-------- GIVEN ENTRIES

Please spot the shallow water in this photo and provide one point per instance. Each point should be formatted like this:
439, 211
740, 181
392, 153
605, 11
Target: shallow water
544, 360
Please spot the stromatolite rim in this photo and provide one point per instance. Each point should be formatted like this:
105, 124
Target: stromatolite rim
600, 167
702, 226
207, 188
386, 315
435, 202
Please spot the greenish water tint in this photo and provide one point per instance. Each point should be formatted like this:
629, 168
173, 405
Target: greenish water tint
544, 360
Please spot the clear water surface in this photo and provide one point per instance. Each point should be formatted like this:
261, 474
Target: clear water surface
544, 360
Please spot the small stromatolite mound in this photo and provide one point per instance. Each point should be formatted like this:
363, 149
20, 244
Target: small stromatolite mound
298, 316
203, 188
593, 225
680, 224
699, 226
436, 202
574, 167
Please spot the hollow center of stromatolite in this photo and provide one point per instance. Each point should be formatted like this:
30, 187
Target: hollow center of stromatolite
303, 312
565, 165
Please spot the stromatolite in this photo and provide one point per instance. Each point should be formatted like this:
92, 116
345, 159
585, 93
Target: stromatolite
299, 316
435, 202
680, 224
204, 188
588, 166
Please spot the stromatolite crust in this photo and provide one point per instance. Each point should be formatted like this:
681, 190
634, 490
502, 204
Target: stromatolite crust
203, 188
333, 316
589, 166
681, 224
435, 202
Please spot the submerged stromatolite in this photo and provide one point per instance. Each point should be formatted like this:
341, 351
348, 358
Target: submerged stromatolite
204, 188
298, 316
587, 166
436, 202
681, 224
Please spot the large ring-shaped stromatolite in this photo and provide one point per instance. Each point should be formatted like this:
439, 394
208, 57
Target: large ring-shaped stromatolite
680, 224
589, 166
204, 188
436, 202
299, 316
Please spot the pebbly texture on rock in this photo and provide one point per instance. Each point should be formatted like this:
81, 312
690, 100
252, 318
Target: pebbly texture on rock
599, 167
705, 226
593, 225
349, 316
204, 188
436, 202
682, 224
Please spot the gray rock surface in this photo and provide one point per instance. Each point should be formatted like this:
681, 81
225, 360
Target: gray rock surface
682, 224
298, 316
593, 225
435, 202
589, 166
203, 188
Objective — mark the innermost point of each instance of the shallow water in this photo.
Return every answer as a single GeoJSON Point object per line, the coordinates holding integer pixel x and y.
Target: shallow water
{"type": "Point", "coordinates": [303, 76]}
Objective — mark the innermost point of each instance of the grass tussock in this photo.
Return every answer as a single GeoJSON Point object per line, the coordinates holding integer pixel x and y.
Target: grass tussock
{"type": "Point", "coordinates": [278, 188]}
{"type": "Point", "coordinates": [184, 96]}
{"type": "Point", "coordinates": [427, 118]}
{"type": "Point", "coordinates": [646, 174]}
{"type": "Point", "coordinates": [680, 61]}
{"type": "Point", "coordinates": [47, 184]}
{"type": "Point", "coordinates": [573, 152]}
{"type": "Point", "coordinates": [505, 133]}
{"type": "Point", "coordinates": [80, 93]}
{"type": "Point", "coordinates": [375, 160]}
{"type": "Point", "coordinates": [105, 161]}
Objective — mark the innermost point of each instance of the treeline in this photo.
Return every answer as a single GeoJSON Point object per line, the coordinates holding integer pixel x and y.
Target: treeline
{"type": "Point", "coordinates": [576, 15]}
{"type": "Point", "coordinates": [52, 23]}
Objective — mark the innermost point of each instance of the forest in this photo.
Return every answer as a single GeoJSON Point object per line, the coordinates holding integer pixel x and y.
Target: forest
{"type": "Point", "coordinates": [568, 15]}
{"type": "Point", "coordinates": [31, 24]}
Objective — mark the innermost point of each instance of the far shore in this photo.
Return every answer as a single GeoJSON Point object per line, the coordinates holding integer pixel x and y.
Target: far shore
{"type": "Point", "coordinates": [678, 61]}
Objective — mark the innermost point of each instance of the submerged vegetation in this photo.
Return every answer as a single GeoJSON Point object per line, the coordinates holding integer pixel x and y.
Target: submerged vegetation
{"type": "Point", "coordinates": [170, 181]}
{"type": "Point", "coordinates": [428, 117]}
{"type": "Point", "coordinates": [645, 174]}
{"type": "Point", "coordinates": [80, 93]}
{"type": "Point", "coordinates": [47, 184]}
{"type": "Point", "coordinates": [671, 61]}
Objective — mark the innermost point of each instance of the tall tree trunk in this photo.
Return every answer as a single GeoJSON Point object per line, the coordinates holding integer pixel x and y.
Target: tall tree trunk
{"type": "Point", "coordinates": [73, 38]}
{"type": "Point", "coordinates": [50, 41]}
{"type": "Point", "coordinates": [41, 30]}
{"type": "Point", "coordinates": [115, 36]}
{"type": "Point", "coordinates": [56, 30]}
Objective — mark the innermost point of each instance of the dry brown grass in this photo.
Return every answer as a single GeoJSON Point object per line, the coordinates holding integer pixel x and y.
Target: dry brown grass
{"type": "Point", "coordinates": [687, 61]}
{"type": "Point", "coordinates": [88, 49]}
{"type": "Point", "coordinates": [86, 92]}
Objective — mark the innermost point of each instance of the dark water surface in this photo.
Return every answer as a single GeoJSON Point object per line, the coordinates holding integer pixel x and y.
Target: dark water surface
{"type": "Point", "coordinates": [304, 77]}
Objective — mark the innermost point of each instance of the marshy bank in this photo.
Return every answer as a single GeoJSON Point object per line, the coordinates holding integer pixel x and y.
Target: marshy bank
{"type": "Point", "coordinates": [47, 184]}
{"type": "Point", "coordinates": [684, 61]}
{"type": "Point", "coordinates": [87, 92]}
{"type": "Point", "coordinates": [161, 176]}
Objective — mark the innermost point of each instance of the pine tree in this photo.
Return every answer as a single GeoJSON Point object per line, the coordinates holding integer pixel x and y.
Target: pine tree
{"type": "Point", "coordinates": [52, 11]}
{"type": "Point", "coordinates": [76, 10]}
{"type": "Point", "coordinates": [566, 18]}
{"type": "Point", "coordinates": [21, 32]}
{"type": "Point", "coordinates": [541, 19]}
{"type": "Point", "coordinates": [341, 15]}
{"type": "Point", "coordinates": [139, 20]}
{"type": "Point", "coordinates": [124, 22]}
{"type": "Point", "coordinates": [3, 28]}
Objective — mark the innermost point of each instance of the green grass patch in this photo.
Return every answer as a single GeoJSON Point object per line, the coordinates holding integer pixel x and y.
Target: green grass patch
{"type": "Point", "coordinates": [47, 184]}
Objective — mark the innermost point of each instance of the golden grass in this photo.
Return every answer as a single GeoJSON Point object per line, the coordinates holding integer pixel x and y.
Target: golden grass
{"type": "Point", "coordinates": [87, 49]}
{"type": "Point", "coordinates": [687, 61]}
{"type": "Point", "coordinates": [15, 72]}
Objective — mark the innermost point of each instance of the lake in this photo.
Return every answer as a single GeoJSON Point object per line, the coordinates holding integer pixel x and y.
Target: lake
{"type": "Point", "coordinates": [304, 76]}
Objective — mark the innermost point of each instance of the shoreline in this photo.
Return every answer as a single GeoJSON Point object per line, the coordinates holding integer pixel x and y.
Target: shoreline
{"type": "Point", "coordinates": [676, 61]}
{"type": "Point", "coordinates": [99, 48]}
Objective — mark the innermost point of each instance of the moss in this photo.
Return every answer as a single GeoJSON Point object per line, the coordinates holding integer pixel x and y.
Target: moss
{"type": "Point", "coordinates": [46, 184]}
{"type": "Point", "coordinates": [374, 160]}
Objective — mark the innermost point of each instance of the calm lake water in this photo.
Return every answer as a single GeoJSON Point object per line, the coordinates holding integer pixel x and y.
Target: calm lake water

----------------

WHAT TO DO: Please reproduce the entire listing, exactly as shown.

CORRECT OUTPUT:
Please spot the shallow water in this photo and provide one point per instance. Each point should be formatted like this:
439, 211
740, 181
392, 153
605, 11
Target: shallow water
544, 360
Please spot the stromatolite rim in this photo and provide one point per instance. Each point should be formatted like this:
105, 124
Target: stromatolite rim
600, 167
702, 226
207, 188
386, 315
435, 202
Please spot the greenish water tint in this photo and provide one point per instance. Each point should be formatted like this:
629, 168
173, 405
Target: greenish water tint
544, 360
Please spot the clear water surface in this photo and provide one point per instance. Each point should be formatted like this:
261, 474
Target: clear water surface
544, 360
Please spot the small stromatolite mound in this photo and provide one point per instance. Each point should be formatted like this:
363, 149
20, 244
Target: small stromatolite mound
298, 316
203, 188
593, 225
680, 224
699, 226
436, 202
574, 167
Please spot the hollow center of stromatolite in this photo and provide one point per instance. Each point should be formatted like this:
30, 187
Target: hollow center of stromatolite
303, 312
565, 165
Please spot the stromatolite in this photo and provide one point per instance. Each point should be formatted like this:
92, 116
345, 159
585, 93
Target: stromatolite
299, 316
435, 202
680, 224
204, 188
588, 166
Please spot the stromatolite crust in this photo and provide one point per instance. Each point should be formatted like this:
681, 190
634, 490
502, 204
Target: stromatolite crust
203, 188
333, 316
589, 166
681, 224
435, 202
Please spot the submerged stromatolite in this photo and provide one point per instance. Each point should be formatted like this:
341, 351
348, 358
Target: submerged stromatolite
204, 188
298, 316
587, 166
436, 202
681, 224
Please spot the large ring-shaped stromatolite in this photo and provide one point per instance. Each point should be formatted like this:
439, 394
208, 57
Target: large ring-shaped stromatolite
680, 224
589, 166
204, 188
436, 202
299, 316
Please spot the pebbly texture on rock in this photo and provide one point per instance. Each point should be formatted like this:
81, 312
690, 100
252, 318
Target: pebbly texture on rock
599, 167
705, 226
593, 225
349, 316
204, 188
436, 202
682, 224
Please spot the gray rock surface in this photo and provide one point per instance. Each point should be formatted like this:
681, 81
225, 360
Target: gray rock surface
682, 224
298, 316
593, 225
435, 202
589, 166
203, 188
Objective — mark the innermost point of each instance of the shallow water in this photo.
Return every answer as a single GeoJSON Point object per line, the coordinates holding integer pixel x and y.
Target: shallow water
{"type": "Point", "coordinates": [303, 76]}
Objective — mark the innermost point of each instance of the grass tussock in this photo.
Return every answer as a single GeoJSON Point object per line, the coordinates holding integer pixel x and y.
Target: grass tussock
{"type": "Point", "coordinates": [278, 188]}
{"type": "Point", "coordinates": [184, 96]}
{"type": "Point", "coordinates": [427, 118]}
{"type": "Point", "coordinates": [646, 174]}
{"type": "Point", "coordinates": [680, 61]}
{"type": "Point", "coordinates": [47, 184]}
{"type": "Point", "coordinates": [573, 152]}
{"type": "Point", "coordinates": [505, 133]}
{"type": "Point", "coordinates": [80, 93]}
{"type": "Point", "coordinates": [375, 160]}
{"type": "Point", "coordinates": [105, 161]}
Objective — mark the innermost point of each instance of the treeline in this photo.
Return every answer as a single GeoJSON Point object per line, the coordinates holding integer pixel x and y.
Target: treeline
{"type": "Point", "coordinates": [576, 15]}
{"type": "Point", "coordinates": [52, 23]}
Objective — mark the innermost point of each instance of the forest in this photo.
Return every answer as a single GeoJSON Point object per line, the coordinates holding integer pixel x and y.
Target: forest
{"type": "Point", "coordinates": [568, 15]}
{"type": "Point", "coordinates": [31, 24]}
Objective — mark the innermost point of each instance of the far shore in this photo.
Return every answer as a single GeoJSON Point object per line, the coordinates holding integer pixel x and y.
Target: far shore
{"type": "Point", "coordinates": [678, 61]}
Objective — mark the innermost point of each instance of the submerged vegetation in this photo.
Return every answer as a single GeoJSON Point object per line, the coordinates holding integer pixel x and y.
Target: submerged vegetation
{"type": "Point", "coordinates": [170, 181]}
{"type": "Point", "coordinates": [428, 117]}
{"type": "Point", "coordinates": [645, 174]}
{"type": "Point", "coordinates": [80, 93]}
{"type": "Point", "coordinates": [47, 184]}
{"type": "Point", "coordinates": [671, 61]}
Objective — mark the innermost point of each instance of the tall tree trunk in this photo.
Return every answer as a single GeoJSON Point object per line, the coordinates holding integer pixel x and y.
Target: tall tree trunk
{"type": "Point", "coordinates": [73, 38]}
{"type": "Point", "coordinates": [50, 41]}
{"type": "Point", "coordinates": [41, 30]}
{"type": "Point", "coordinates": [115, 36]}
{"type": "Point", "coordinates": [56, 30]}
Objective — mark the innermost point of each instance of the dry brown grass in this photo.
Return every answer as a single GeoJSON Point object per line, the coordinates holding integer pixel x and y.
Target: dry brown grass
{"type": "Point", "coordinates": [687, 61]}
{"type": "Point", "coordinates": [88, 49]}
{"type": "Point", "coordinates": [86, 92]}
Objective — mark the innermost point of each instance of the dark water surface in this photo.
Return every answer as a single GeoJSON Point object per line, the coordinates holding integer pixel x and y.
Target: dark water surface
{"type": "Point", "coordinates": [304, 77]}
Objective — mark the innermost point of each instance of the marshy bank in this photo.
Return every answer as a single GeoJSON Point object per line, the coordinates holding integer pixel x and y.
Target: marshy bank
{"type": "Point", "coordinates": [47, 184]}
{"type": "Point", "coordinates": [684, 61]}
{"type": "Point", "coordinates": [87, 92]}
{"type": "Point", "coordinates": [161, 176]}
Objective — mark the innermost point of each instance of the pine tree in this photo.
Return every answer as a single GeoJSON Point object per line, the coordinates holding integer pixel x and y.
Target: pine tree
{"type": "Point", "coordinates": [52, 11]}
{"type": "Point", "coordinates": [76, 10]}
{"type": "Point", "coordinates": [566, 18]}
{"type": "Point", "coordinates": [21, 32]}
{"type": "Point", "coordinates": [541, 19]}
{"type": "Point", "coordinates": [341, 15]}
{"type": "Point", "coordinates": [139, 20]}
{"type": "Point", "coordinates": [124, 22]}
{"type": "Point", "coordinates": [3, 28]}
Objective — mark the innermost point of each instance of the green grass patch in this photo.
Return every answer as a single GeoJSON Point object per line, the coordinates holding integer pixel x and y.
Target: green grass patch
{"type": "Point", "coordinates": [47, 184]}
Objective — mark the innermost point of each instance of the golden grass in this photo.
Return every answer as a single GeoJSON Point object per line, the coordinates holding integer pixel x and y.
Target: golden grass
{"type": "Point", "coordinates": [87, 49]}
{"type": "Point", "coordinates": [687, 61]}
{"type": "Point", "coordinates": [15, 72]}
Objective — mark the innermost point of each instance of the lake in this photo.
Return every answer as a single GeoJSON Point object per line, the coordinates holding integer pixel x and y.
Target: lake
{"type": "Point", "coordinates": [304, 76]}
Objective — mark the innermost point of each instance of the shoreline in this photo.
Return every answer as a single GeoJSON Point object per line, the coordinates holding integer pixel x and y.
Target: shoreline
{"type": "Point", "coordinates": [676, 61]}
{"type": "Point", "coordinates": [99, 48]}
Objective — mark the innermost point of each instance of the moss in this photo.
Return every answer as a single GeoJSON Point object per line, the coordinates holding integer pixel x and y.
Target: moss
{"type": "Point", "coordinates": [46, 184]}
{"type": "Point", "coordinates": [374, 160]}
Objective — mark the innermost point of each instance of the calm lake water in this photo.
Return every answer as a single GeoJSON Point object per line, the coordinates holding integer pixel x and y.
Target: calm lake water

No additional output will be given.